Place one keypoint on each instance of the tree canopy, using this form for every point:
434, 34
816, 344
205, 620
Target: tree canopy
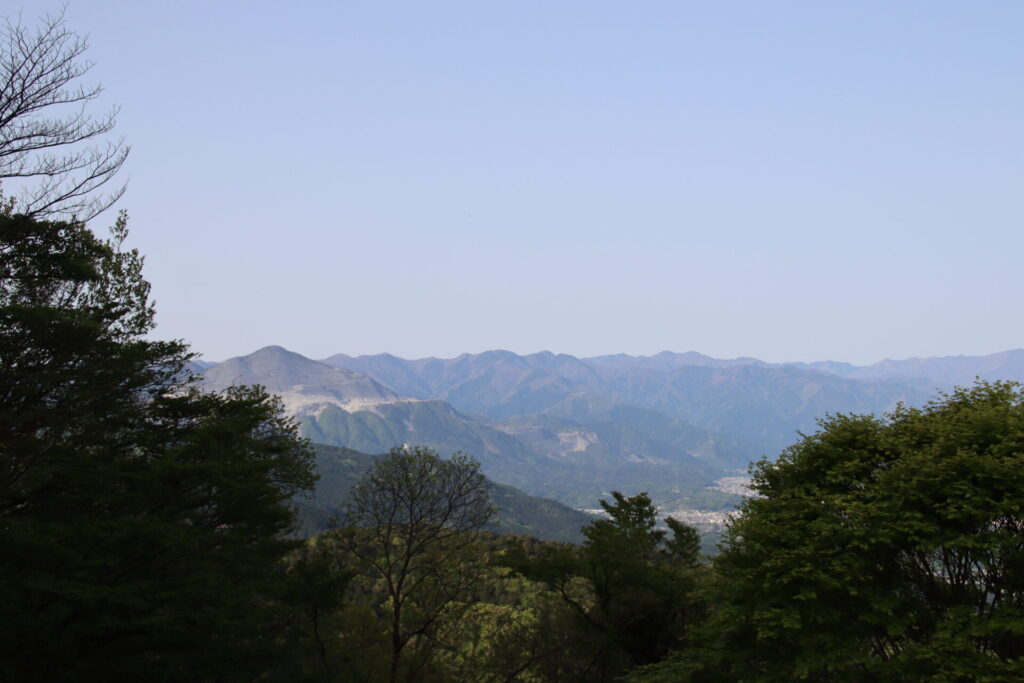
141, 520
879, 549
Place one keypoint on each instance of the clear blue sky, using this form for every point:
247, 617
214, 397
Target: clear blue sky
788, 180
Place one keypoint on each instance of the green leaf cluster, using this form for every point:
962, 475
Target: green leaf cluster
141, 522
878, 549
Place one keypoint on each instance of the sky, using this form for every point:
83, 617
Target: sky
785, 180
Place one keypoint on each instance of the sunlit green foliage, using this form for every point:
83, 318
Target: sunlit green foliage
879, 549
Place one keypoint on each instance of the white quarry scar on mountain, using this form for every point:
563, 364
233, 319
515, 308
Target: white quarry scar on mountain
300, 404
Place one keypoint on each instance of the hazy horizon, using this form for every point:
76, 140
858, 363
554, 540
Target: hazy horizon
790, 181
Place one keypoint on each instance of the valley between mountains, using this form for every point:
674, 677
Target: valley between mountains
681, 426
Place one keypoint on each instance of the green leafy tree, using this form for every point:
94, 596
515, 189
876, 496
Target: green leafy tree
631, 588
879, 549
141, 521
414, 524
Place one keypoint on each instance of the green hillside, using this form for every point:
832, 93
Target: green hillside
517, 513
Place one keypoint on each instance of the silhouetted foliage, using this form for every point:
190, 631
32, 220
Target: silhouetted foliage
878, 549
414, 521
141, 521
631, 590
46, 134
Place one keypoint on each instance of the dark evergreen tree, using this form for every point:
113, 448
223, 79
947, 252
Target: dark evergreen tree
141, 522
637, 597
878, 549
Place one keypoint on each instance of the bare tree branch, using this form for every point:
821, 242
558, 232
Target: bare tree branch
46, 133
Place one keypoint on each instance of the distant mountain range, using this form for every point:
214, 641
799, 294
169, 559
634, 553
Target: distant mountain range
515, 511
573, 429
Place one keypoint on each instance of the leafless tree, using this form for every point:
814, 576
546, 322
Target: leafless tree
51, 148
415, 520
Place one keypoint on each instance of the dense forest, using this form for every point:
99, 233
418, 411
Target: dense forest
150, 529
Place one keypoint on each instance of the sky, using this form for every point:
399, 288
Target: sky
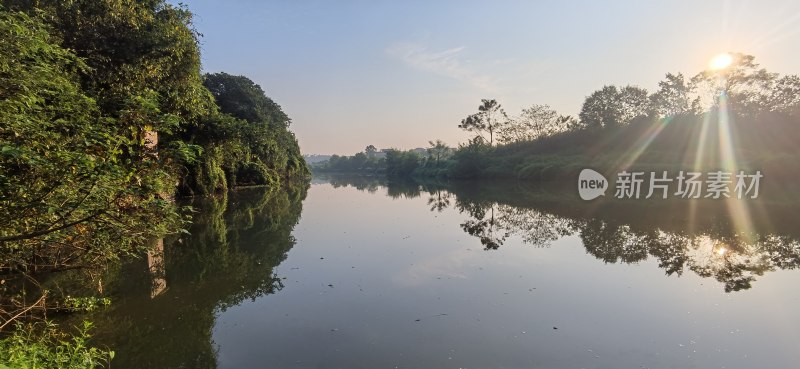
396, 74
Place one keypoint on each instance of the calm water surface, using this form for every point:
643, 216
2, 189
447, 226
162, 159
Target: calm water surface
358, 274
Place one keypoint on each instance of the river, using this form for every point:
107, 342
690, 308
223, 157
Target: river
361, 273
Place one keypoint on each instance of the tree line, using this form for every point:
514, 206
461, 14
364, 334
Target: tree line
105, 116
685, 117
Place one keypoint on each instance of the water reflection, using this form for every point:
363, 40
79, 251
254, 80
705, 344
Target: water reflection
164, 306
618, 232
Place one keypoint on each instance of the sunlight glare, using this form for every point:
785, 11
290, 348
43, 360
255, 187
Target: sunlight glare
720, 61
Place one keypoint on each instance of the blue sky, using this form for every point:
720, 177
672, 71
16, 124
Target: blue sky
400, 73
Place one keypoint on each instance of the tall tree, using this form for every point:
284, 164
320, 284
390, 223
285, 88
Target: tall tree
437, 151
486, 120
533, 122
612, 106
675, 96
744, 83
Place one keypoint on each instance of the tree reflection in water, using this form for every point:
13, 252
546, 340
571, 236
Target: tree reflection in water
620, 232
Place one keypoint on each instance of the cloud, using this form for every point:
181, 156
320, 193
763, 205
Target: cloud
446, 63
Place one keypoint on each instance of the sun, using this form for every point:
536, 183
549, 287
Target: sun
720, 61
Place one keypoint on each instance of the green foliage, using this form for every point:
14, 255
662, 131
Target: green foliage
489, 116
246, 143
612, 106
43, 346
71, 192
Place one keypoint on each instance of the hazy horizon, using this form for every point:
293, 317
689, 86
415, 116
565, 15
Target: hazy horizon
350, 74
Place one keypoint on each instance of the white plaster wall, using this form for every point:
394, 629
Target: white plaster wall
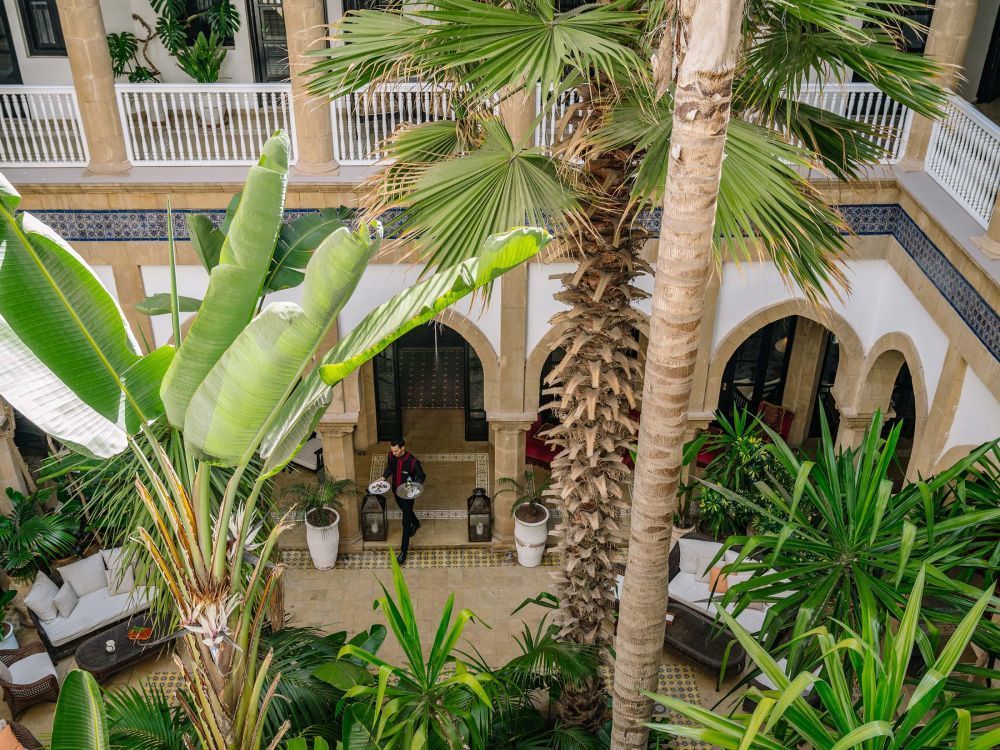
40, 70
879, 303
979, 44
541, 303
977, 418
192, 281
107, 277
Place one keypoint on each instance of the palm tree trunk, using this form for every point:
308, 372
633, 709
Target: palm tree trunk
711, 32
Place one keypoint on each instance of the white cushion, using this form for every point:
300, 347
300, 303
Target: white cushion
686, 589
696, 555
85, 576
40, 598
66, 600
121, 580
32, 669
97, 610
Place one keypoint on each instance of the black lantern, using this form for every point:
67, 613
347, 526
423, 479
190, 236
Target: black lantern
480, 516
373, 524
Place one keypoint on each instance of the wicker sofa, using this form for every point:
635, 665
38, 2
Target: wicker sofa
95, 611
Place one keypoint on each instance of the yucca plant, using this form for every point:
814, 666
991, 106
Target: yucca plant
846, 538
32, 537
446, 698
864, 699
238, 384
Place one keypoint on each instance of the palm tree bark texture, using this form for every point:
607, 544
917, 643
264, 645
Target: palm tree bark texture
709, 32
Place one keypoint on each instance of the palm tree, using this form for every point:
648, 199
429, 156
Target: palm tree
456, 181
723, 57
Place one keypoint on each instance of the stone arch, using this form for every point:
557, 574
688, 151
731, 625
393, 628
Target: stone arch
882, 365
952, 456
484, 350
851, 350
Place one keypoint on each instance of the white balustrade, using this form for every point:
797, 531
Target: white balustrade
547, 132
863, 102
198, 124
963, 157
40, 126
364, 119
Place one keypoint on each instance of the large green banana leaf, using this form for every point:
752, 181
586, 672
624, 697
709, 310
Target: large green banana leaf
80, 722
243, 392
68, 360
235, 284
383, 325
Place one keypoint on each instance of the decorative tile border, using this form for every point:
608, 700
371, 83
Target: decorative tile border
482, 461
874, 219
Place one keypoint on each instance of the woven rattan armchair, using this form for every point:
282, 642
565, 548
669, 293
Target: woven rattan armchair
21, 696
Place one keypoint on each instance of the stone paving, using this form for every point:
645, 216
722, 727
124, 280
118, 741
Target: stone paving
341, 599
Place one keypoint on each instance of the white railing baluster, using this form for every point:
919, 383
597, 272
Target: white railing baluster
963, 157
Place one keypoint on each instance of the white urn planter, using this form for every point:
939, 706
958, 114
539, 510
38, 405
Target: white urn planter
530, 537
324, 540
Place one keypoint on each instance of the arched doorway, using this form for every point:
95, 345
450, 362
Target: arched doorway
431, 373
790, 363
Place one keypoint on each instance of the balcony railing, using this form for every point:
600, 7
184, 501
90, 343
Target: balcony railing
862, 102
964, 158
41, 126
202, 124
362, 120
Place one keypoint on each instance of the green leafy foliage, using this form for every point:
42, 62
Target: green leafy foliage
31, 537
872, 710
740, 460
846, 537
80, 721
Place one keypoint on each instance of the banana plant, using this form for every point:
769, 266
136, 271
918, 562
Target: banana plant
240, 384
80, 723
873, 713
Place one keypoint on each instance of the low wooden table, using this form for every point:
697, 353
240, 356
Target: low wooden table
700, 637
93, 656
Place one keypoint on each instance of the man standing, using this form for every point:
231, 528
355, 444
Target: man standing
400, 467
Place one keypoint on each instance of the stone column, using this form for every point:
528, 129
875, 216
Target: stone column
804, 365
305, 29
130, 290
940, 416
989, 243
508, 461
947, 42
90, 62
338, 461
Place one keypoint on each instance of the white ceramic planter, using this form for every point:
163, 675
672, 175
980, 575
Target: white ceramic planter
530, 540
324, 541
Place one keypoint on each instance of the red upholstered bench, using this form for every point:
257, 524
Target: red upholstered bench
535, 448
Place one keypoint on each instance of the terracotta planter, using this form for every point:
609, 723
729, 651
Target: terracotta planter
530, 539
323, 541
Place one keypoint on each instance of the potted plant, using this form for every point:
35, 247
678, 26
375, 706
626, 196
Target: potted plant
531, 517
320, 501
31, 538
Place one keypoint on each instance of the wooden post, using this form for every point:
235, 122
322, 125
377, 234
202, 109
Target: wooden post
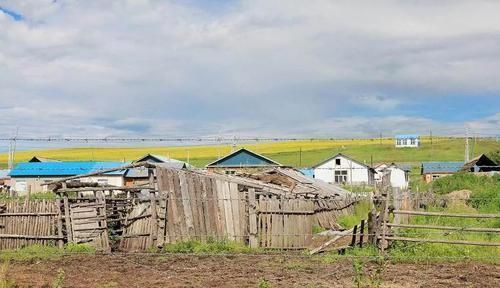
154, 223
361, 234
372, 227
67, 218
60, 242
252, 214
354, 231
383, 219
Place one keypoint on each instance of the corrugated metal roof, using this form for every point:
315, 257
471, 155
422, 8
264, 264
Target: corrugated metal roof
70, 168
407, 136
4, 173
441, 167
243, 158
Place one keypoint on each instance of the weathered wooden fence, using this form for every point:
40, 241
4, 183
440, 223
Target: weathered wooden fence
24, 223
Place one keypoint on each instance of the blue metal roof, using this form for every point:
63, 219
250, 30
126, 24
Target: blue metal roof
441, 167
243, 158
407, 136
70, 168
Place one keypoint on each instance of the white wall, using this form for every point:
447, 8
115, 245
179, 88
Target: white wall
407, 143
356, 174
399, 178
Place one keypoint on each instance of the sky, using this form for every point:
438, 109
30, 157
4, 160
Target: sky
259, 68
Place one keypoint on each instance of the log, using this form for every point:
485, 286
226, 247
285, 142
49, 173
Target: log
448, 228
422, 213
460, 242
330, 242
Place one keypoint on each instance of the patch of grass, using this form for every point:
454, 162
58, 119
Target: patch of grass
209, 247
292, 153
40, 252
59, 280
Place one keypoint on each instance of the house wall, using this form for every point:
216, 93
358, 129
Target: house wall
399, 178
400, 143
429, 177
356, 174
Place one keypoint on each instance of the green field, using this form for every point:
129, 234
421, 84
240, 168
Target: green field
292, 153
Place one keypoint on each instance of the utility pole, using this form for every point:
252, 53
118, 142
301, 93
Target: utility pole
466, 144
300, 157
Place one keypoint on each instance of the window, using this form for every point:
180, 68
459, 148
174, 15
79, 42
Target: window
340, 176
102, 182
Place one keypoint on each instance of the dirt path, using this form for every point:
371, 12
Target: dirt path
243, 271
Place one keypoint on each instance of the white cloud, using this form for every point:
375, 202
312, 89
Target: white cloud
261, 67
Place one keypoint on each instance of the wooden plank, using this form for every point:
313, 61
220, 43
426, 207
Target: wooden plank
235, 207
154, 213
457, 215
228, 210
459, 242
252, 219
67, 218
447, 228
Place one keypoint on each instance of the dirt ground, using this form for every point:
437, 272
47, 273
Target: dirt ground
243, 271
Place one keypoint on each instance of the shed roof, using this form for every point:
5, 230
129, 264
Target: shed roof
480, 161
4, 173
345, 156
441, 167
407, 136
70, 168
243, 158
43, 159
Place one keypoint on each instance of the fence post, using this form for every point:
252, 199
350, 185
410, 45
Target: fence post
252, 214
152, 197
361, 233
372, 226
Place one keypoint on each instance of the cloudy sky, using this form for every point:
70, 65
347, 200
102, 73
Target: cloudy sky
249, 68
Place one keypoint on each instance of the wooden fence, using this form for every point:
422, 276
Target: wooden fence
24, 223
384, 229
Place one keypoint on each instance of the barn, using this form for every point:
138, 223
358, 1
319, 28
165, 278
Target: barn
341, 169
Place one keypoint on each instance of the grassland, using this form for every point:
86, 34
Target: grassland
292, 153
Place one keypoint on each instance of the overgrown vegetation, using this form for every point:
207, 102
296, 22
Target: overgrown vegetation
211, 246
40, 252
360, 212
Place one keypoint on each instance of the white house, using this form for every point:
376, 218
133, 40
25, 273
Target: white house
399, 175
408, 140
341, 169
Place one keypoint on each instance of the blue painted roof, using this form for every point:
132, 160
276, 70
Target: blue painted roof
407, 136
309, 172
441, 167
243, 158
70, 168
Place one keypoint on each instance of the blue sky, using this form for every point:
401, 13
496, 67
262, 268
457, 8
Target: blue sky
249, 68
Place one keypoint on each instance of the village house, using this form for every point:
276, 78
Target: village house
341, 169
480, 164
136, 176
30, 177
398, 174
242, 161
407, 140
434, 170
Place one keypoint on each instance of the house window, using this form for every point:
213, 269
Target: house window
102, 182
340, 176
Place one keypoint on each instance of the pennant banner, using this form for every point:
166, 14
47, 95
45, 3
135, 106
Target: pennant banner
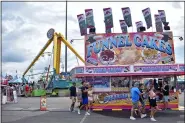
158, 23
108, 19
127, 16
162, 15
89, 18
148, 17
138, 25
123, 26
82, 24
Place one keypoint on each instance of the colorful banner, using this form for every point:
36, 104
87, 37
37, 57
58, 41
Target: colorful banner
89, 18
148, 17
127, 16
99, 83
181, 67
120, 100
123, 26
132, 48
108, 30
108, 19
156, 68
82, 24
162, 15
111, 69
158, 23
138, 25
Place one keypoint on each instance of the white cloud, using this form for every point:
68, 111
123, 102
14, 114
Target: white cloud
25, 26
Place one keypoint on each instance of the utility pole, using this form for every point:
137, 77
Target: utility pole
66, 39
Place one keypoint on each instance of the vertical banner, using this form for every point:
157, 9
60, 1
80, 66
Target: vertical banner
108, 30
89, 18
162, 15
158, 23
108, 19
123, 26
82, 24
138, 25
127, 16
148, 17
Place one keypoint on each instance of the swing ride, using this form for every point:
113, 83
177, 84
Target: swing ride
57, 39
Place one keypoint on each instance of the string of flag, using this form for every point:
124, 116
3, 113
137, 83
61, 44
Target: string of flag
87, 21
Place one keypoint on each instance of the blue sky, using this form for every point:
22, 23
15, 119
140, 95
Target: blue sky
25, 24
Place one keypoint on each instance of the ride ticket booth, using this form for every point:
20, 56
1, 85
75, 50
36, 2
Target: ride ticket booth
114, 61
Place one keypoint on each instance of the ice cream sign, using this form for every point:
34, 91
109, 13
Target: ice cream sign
──────────
Problem to solve:
Using the records above, pull out each line where the word "cream" occurs.

Output for this exercise:
Place one keypoint on each instance of the ice cream sign, using this form for every point:
Target: ice cream sign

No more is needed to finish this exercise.